Problem statement:
From the line with "put a marker on the green grass yard" to the line with "put a marker on the suburban house", retype every line exactly, including those two, and leave out the rest of the data below.
_____
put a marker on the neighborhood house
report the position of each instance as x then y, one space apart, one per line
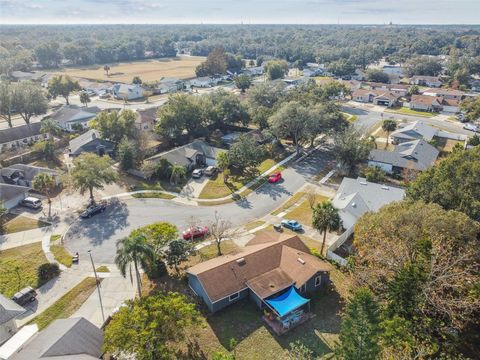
274 270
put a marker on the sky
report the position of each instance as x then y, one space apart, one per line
239 11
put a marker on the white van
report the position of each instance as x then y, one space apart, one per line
31 202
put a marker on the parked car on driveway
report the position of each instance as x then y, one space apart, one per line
31 202
275 177
25 296
470 127
93 209
210 171
197 173
197 231
292 225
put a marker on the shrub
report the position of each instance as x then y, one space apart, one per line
47 271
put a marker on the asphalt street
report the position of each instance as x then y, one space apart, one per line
100 233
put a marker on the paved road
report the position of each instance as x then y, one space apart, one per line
101 232
368 118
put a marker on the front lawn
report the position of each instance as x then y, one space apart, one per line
303 213
18 268
67 305
15 223
217 188
407 111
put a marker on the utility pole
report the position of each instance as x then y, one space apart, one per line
98 285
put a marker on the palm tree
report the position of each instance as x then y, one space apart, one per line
107 69
325 218
178 172
388 126
84 98
134 249
45 184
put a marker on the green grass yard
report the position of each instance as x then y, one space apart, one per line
18 268
16 223
67 305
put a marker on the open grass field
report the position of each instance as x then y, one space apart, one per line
67 304
18 268
149 70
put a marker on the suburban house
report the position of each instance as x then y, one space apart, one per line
167 85
145 119
129 92
416 155
90 142
23 175
205 81
272 267
21 136
449 94
413 131
425 103
354 198
73 118
66 339
11 195
430 81
9 310
377 97
196 154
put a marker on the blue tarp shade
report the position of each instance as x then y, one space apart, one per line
287 302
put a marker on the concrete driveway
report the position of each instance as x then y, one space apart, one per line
194 187
101 232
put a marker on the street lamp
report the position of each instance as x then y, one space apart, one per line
98 285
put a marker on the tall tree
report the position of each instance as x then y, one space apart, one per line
_____
Final answer:
put a marker on the green grass yard
report the position of each instance as x then y, one space apart, one per line
18 268
16 223
67 305
put a marker on the open grass field
report the position of each instance as x then y, one space apart, one per line
67 304
18 268
149 70
put a marker on the suburban house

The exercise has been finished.